**PROBLEM DETAILS**: Take the line that contains "One point goes on every instance of the packed" and all lines after it, up to and including the last line of the data, and write them out exactly; nothing else belongs in the answer.

**TASK DATA**:

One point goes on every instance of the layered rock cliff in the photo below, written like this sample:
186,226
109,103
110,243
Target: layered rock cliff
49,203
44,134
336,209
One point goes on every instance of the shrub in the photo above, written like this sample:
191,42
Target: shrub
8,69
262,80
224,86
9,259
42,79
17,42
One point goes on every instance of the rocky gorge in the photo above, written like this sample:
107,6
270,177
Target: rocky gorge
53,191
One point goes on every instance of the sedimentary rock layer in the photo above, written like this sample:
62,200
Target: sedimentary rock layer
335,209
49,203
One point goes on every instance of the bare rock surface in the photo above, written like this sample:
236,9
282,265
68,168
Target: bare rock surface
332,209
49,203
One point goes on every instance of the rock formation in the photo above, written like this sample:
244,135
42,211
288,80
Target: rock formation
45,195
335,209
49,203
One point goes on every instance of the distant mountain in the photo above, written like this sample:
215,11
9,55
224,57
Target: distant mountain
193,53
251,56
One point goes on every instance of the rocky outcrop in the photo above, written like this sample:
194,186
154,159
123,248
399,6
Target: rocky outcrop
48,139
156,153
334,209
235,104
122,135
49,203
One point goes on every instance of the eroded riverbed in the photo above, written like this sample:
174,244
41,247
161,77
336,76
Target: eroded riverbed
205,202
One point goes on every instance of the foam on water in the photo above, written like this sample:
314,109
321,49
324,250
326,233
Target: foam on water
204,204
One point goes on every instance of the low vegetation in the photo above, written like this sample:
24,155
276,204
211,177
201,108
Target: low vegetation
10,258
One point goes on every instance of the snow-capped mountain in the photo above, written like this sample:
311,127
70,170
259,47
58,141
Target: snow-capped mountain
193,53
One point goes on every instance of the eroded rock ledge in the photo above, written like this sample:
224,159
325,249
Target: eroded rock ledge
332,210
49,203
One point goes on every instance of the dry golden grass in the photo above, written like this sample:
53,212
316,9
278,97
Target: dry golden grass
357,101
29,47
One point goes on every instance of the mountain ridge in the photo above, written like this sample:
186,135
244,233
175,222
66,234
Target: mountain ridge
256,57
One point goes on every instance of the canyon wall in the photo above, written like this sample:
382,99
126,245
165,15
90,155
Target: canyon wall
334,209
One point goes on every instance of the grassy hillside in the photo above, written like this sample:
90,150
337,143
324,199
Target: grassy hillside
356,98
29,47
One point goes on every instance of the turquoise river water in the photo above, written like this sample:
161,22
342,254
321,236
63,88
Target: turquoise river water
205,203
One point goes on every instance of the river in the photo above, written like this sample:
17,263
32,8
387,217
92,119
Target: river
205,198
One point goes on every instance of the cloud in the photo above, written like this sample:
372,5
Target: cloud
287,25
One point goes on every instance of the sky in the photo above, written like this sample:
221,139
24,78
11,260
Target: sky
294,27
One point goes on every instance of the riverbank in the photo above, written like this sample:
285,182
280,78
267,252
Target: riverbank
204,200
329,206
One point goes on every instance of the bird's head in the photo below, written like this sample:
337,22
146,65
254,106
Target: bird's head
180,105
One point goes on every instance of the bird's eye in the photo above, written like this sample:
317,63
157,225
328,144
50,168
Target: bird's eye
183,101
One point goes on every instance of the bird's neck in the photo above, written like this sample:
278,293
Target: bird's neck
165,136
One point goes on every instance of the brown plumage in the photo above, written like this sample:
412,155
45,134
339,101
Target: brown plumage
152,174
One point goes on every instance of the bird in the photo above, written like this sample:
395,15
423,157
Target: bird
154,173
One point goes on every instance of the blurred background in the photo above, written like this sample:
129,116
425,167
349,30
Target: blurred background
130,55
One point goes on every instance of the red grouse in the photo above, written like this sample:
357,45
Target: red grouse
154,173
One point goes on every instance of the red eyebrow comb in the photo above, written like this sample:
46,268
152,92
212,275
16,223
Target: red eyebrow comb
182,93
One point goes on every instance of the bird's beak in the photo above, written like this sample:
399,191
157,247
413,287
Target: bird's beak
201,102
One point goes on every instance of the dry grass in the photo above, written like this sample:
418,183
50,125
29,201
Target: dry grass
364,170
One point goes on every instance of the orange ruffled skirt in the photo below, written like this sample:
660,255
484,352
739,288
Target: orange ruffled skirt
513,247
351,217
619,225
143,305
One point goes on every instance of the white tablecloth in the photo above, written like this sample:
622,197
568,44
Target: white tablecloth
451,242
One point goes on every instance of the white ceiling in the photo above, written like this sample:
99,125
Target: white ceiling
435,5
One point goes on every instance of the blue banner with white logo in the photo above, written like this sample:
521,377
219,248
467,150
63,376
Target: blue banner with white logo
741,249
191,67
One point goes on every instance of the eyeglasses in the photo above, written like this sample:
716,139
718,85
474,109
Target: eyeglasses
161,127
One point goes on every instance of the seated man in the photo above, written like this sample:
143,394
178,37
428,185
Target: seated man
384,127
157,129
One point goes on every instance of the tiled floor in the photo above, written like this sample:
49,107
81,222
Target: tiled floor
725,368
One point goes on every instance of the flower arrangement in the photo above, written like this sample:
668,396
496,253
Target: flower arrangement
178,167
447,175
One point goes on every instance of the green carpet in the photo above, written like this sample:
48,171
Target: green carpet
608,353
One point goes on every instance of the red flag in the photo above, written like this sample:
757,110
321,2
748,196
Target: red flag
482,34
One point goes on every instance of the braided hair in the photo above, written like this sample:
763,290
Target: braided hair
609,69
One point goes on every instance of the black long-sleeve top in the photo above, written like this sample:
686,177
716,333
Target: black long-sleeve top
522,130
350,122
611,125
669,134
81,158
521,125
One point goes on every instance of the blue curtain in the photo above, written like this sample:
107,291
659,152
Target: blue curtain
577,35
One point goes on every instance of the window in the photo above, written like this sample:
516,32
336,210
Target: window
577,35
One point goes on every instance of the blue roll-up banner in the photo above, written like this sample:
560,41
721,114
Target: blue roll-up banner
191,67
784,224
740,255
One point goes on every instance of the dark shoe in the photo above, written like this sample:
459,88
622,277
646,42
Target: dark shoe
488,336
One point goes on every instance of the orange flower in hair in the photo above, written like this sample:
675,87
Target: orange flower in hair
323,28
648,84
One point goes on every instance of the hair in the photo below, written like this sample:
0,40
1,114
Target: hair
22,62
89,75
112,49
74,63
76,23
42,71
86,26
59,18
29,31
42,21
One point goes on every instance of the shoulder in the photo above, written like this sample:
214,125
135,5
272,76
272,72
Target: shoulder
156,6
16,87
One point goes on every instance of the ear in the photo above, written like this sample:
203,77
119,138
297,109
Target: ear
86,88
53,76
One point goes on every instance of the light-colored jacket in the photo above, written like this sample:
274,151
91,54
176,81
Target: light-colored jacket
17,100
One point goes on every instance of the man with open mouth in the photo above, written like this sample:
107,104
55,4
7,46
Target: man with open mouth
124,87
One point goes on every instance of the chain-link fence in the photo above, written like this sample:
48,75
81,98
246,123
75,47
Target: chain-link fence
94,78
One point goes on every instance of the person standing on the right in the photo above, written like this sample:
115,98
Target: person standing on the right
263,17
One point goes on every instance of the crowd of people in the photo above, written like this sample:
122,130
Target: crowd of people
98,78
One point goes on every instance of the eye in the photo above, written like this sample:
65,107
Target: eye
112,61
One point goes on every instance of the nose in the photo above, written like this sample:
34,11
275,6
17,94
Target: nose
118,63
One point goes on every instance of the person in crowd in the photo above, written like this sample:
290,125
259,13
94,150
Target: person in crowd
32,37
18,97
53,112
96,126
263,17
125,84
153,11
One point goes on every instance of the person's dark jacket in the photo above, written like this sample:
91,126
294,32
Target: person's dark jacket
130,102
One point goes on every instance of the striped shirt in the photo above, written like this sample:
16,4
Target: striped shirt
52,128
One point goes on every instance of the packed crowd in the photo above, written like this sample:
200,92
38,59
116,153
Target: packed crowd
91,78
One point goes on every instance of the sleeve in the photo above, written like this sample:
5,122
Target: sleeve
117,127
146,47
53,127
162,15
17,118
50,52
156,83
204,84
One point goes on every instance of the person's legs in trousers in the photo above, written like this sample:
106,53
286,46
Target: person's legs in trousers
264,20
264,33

**COMPLETED EXERCISE**:
One point goes on every instance of the packed crowd in the photo above, written like this sample:
200,92
38,59
116,153
Target: packed crowd
91,78
One point goes on every instance of the sleeve in the photo above, written like this sample:
5,122
Target: sleeve
117,127
146,47
53,127
162,15
17,118
50,52
156,83
204,84
One point goes on every instance of the person's legs in trousers in the photo above, written like this sample:
106,53
286,46
Target: person's legs in trousers
264,20
264,33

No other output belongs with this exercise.